Given task: Recast all of the material below as a Markdown table with the columns "Number" and "Text," giving each non-blank line its own numbered row. Omit the pictures from the table.

Supplied data:
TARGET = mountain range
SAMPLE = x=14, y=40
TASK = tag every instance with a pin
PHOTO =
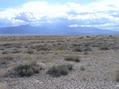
x=49, y=29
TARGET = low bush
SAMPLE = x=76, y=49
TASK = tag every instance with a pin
x=72, y=58
x=60, y=70
x=27, y=70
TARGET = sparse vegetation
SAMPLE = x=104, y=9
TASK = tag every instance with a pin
x=117, y=76
x=104, y=48
x=27, y=70
x=72, y=58
x=59, y=70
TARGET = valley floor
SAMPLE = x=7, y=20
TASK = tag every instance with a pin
x=94, y=60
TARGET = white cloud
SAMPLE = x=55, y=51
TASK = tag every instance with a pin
x=102, y=14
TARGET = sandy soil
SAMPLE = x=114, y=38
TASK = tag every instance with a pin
x=97, y=69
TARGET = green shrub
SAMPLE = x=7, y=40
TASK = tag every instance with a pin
x=117, y=76
x=27, y=70
x=72, y=58
x=104, y=48
x=59, y=70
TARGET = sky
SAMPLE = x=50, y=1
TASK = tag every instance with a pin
x=102, y=14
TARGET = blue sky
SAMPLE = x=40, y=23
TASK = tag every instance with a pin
x=14, y=3
x=102, y=14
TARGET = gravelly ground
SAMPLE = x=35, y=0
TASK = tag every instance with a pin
x=99, y=68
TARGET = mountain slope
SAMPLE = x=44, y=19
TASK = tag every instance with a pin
x=53, y=30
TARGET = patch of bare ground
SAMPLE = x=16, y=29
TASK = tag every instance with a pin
x=37, y=62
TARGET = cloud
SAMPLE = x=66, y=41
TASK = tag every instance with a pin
x=100, y=14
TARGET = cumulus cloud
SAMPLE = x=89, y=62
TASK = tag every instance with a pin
x=101, y=14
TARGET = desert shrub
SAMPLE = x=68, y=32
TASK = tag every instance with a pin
x=82, y=49
x=104, y=48
x=59, y=70
x=4, y=61
x=27, y=70
x=117, y=76
x=72, y=58
x=82, y=68
x=41, y=47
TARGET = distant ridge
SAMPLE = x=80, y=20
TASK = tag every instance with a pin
x=54, y=30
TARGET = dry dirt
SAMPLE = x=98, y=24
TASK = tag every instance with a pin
x=97, y=69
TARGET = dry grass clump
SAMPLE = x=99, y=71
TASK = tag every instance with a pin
x=82, y=49
x=60, y=70
x=117, y=76
x=104, y=48
x=27, y=70
x=4, y=61
x=72, y=58
x=41, y=47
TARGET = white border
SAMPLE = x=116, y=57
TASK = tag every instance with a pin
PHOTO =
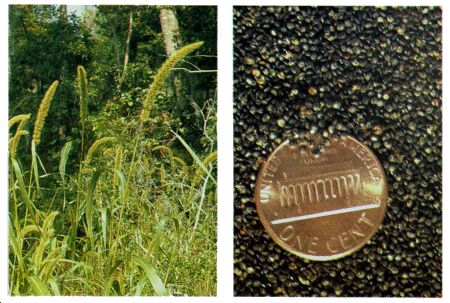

Written response:
| Number | Text |
|---|---|
| 1 | TARGET = mountain range |
| 2 | SAMPLE = x=14, y=40 |
| 3 | TASK = tag every instance with a pin |
| 4 | PHOTO = |
| 5 | x=49, y=29 |
| 6 | TARGET = low bush |
| 7 | SAMPLE = x=76, y=49 |
| 8 | TASK = tag every instance with a pin |
| 9 | x=72, y=58 |
| 10 | x=60, y=70 |
| 11 | x=27, y=70 |
| 12 | TARGET = sparse vegetation |
| 13 | SAMPLE = x=104, y=9 |
| 14 | TASK = tag every instance with a pin |
| 15 | x=117, y=76 |
| 16 | x=104, y=48 |
| 17 | x=27, y=70 |
| 18 | x=72, y=58 |
| 19 | x=59, y=70 |
| 20 | TARGET = valley floor |
| 21 | SAMPLE = x=7, y=20 |
| 22 | TASK = tag every instance with a pin |
| 23 | x=94, y=60 |
| 24 | TARGET = white cloud |
| 25 | SAMPLE = x=55, y=51 |
| 26 | TASK = tag every instance with a pin |
| 27 | x=102, y=14 |
| 28 | TARGET = sandy soil |
| 29 | SAMPLE = x=114, y=38 |
| 30 | TASK = tag every instance with a pin |
| 31 | x=97, y=69 |
| 32 | TARGET = green shrub |
| 33 | SAMPLE = x=7, y=40 |
| 34 | TASK = tag every instance with a pin |
| 35 | x=117, y=76 |
| 36 | x=27, y=70 |
| 37 | x=72, y=58 |
| 38 | x=104, y=48 |
| 39 | x=59, y=70 |
| 40 | TARGET = sky |
| 41 | SAMPLE = x=50, y=1 |
| 42 | TASK = tag every instance with a pin |
| 43 | x=102, y=14 |
| 44 | TARGET = blue sky |
| 45 | SAMPLE = x=40, y=23 |
| 46 | TASK = tag every instance with a pin |
| 47 | x=14, y=3 |
| 48 | x=102, y=14 |
| 49 | TARGET = gravelly ground |
| 50 | SAMPLE = x=35, y=0 |
| 51 | TASK = tag every instance with a pin |
| 52 | x=99, y=68 |
| 53 | TARGET = mountain slope |
| 54 | SAMPLE = x=44, y=19 |
| 55 | TASK = tag every instance with a pin |
| 56 | x=53, y=30 |
| 57 | TARGET = patch of bare ground |
| 58 | SAMPLE = x=16, y=29 |
| 59 | TASK = tag every instance with a pin |
| 60 | x=37, y=62 |
| 61 | TARGET = cloud |
| 62 | SAMPLE = x=66, y=41 |
| 63 | TASK = tag every instance with a pin |
| 64 | x=100, y=14 |
| 65 | TARGET = cumulus cloud |
| 66 | SAMPLE = x=89, y=62 |
| 67 | TASK = tag every instance with a pin |
| 68 | x=101, y=14 |
| 69 | TARGET = desert shrub |
| 70 | SAMPLE = x=68, y=32 |
| 71 | TASK = tag every instance with a pin |
| 72 | x=82, y=49 |
| 73 | x=104, y=48 |
| 74 | x=59, y=70 |
| 75 | x=4, y=61 |
| 76 | x=27, y=70 |
| 77 | x=117, y=76 |
| 78 | x=72, y=58 |
| 79 | x=82, y=68 |
| 80 | x=41, y=47 |
| 81 | TARGET = distant ridge |
| 82 | SAMPLE = x=80, y=20 |
| 83 | TASK = tag every instance with a pin |
| 84 | x=54, y=30 |
| 85 | TARGET = dry dirt |
| 86 | SAMPLE = x=98, y=24 |
| 87 | TASK = tag every instance with a pin |
| 88 | x=97, y=69 |
| 89 | TARGET = dry grass clump |
| 90 | SAMPLE = x=99, y=71 |
| 91 | TASK = tag every instance with a pin |
| 92 | x=82, y=49 |
| 93 | x=60, y=70 |
| 94 | x=117, y=76 |
| 95 | x=104, y=48 |
| 96 | x=27, y=70 |
| 97 | x=4, y=61 |
| 98 | x=72, y=58 |
| 99 | x=41, y=47 |
| 100 | TARGET = white border |
| 101 | SAMPLE = x=116, y=57 |
| 102 | TASK = tag every instance with a pin |
| 103 | PHOTO = |